What the task asks:
Starting with the first line of the records, write out each line exactly until you have included the line containing "det: yellow road marking".

Input for this task:

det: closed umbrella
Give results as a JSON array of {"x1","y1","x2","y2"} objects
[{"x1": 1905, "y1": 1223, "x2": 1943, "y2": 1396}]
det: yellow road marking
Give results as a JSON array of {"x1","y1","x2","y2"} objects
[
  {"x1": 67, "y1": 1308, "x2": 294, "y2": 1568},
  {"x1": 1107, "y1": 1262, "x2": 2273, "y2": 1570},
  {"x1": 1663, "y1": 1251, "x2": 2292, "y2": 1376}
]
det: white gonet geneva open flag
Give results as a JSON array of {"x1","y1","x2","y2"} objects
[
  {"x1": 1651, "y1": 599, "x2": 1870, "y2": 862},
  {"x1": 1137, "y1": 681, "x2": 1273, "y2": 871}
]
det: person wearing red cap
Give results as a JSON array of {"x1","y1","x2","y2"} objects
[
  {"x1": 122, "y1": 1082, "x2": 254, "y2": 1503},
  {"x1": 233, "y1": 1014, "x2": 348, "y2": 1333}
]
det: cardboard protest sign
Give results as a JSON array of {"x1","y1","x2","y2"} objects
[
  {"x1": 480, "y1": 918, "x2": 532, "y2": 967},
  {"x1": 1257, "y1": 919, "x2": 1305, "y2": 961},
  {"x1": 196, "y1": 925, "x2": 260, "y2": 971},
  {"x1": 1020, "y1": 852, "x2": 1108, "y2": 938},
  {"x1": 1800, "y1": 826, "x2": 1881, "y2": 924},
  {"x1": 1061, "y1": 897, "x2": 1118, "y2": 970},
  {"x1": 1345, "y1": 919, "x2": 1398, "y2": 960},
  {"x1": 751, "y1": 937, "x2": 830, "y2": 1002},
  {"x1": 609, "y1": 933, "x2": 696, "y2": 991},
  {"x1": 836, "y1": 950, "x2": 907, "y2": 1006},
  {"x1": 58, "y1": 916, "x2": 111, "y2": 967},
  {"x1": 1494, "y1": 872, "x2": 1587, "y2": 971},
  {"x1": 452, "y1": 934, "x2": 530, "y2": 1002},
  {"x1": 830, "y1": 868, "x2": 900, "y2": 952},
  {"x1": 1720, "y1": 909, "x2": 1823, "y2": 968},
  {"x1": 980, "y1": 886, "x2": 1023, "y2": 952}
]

Exercise output:
det: closed umbrella
Give results as a JSON array of {"x1","y1","x2","y2"} objects
[{"x1": 1905, "y1": 1223, "x2": 1943, "y2": 1396}]
det: yellow road marking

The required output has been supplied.